## SUPPLIED PASSAGE
The Gaussian ratio-detecting filter bank is a form of frequency discriminator. There are many ways in which frequency discriminators can be built, and others have proposed such devices to process speech. Hartmann, for example, briefly considered a frequency discrimination process in connection with the mis-tuned harmonic experiment noted above. But except for the invention disclosed herein, all such approaches have encountered insurmountable problems. First, because speech consists of multiple carriers (harmonics), a single discriminator cannot be used, operating over the entire speech bandwidth. Second, unlike adjacent FM radio stations, the harmonics do not remain within permanently non-overlapping frequency bands. The frequency of the fifth harmonic may double and thus rapidly sweep through the former bands occupied by the sixth, seventh, eight, ninth and tenth harmonics. Since most types of discriminators function by estimating the frequency of a signal within their bandwidth, the position of that bandwidth in frequency must track, Just as was the case for a tracking filter. Indeed, a tracking filter is simply one form of discriminator. Hence, any discriminator that employs an operating principle that requires the signal, and only one signal, to lie within its bandwidth will encounter all the same problems associated with tracking filters. Those of ordinary skill will further note that, rather than having the bandwidth of the discriminator track the signal, it is more common to operate the device at an intermediate frequency and use a tracking local oscillator to tune the signal to within the bandwidth of the discriminator.

## OBJECTIVE
Continue the passage above on frequency discriminators for speech, picking up right after its final sentence.

## STORED DATA
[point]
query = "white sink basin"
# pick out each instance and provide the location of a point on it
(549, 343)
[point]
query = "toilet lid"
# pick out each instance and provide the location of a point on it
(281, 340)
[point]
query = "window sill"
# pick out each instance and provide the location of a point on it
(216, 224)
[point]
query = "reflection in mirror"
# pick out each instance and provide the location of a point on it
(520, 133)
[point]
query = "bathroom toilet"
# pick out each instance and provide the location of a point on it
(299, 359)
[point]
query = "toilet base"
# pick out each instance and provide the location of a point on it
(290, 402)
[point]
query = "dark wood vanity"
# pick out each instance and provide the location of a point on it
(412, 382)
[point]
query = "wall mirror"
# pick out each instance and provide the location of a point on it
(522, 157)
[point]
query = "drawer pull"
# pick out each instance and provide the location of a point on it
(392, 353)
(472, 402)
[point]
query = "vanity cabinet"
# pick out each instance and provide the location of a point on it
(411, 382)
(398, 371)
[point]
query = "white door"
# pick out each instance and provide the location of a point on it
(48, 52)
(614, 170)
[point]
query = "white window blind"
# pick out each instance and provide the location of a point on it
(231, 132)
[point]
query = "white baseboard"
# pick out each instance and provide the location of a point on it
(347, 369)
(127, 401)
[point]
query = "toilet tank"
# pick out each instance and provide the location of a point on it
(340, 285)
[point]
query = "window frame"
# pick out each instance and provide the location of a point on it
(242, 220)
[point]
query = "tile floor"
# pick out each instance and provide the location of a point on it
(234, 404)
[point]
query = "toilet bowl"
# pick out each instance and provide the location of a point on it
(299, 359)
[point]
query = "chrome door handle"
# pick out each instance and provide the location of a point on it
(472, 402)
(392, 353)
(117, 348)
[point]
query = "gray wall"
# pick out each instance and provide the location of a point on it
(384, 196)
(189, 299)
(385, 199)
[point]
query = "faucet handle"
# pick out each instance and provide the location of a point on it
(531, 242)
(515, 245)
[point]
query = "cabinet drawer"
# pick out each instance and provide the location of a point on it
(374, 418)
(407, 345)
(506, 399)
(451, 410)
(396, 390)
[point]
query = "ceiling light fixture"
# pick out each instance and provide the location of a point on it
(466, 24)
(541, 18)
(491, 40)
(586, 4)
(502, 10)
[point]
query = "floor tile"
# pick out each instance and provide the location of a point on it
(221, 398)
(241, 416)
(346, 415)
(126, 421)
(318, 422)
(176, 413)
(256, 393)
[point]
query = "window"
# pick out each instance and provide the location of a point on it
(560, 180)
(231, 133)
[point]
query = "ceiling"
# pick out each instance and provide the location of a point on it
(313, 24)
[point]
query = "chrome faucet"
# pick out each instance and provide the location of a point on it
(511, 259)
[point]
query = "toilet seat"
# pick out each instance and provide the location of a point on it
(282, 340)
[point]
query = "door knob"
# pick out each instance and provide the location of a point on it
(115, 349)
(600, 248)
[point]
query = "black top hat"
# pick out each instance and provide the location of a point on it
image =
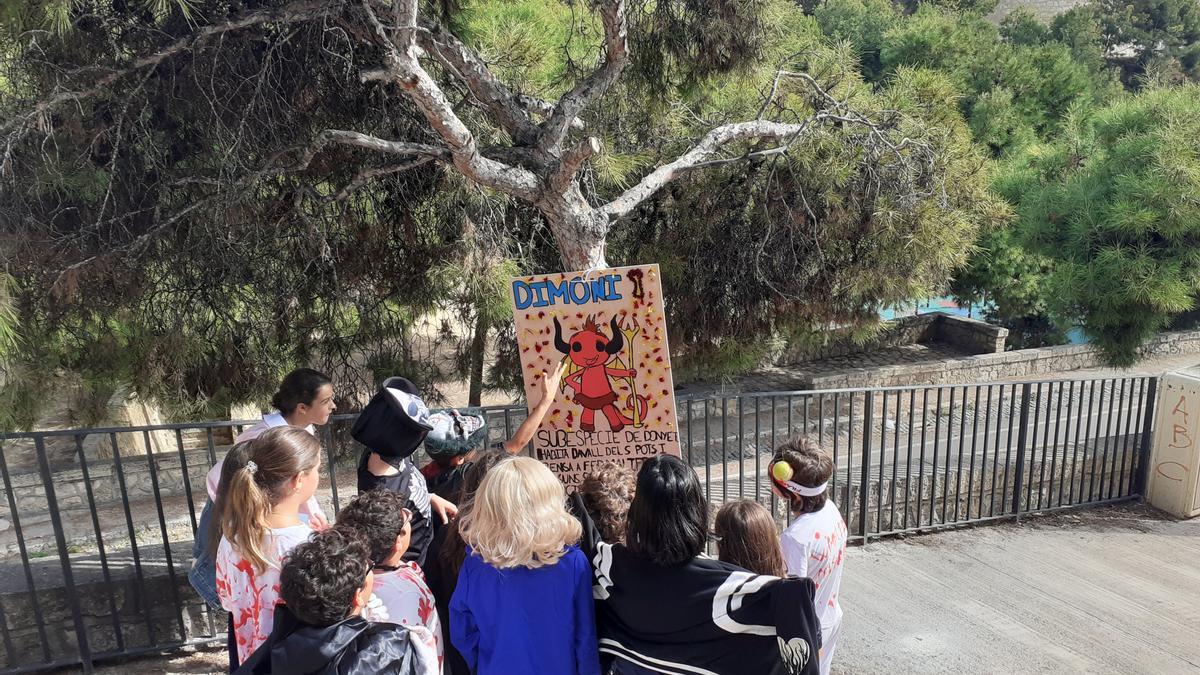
(394, 422)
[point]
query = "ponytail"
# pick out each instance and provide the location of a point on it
(299, 387)
(253, 479)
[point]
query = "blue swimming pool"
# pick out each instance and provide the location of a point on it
(948, 305)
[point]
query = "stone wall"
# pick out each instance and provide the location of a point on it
(967, 334)
(145, 615)
(988, 368)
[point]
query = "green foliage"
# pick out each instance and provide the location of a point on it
(1152, 28)
(1113, 204)
(1013, 90)
(1023, 28)
(863, 23)
(823, 246)
(1079, 29)
(1013, 285)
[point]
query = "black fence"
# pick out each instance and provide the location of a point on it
(96, 525)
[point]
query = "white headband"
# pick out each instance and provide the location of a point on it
(803, 490)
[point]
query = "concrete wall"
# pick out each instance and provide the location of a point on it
(967, 334)
(987, 368)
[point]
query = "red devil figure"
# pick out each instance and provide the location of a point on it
(592, 350)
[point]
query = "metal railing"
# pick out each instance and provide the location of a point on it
(96, 541)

## RESULT OF THE EXERCISE
A ratio-detector is the one form of discriminator that does not require the signal to be within the bandwidth of a single filter. The principle of operation of a ratio-detector is based on how a signal passes between adjacent filters rather than remaining within a single filter. Thus, it is better suited to measuring signals sweeping through a static filter bank. Even so, the classic forms of ratio detectors are ill-suited for processing speech harmonics. There are two primary reasons for this. First, because of the differing bandwidths of the harmonics, a ratio-detector for detecting the logarithm of a frequency ratio is required rather than one that detects the frequency itself. Second, classic ratio-detectors use filters, such as Butterworth filters, for which the frequency measurement process is only accurate if the signal remains in the central region between two adjacent filters. Inaccurate measurements occur as the signal passes form one ratio-detector to the next, unless they are highly overlapped, adding cost and complexity to the system. The invention herein eliminates all of these problems. Furthermore, only the log(AM) rather than AM itself is required as an input to the computation of log(FM) without having to first compute the FM and then take the log of it. This enables the entire operation to be carried out using technologies with a limited dynamic range. This result is highly significant to the understanding of the ear, but may be of less concern to a machine implementation given the recent progress in the development of wide dynamic range analog-to-digital converters available for digitizing speech, and wide dynamic range, floating-point digital signal processors.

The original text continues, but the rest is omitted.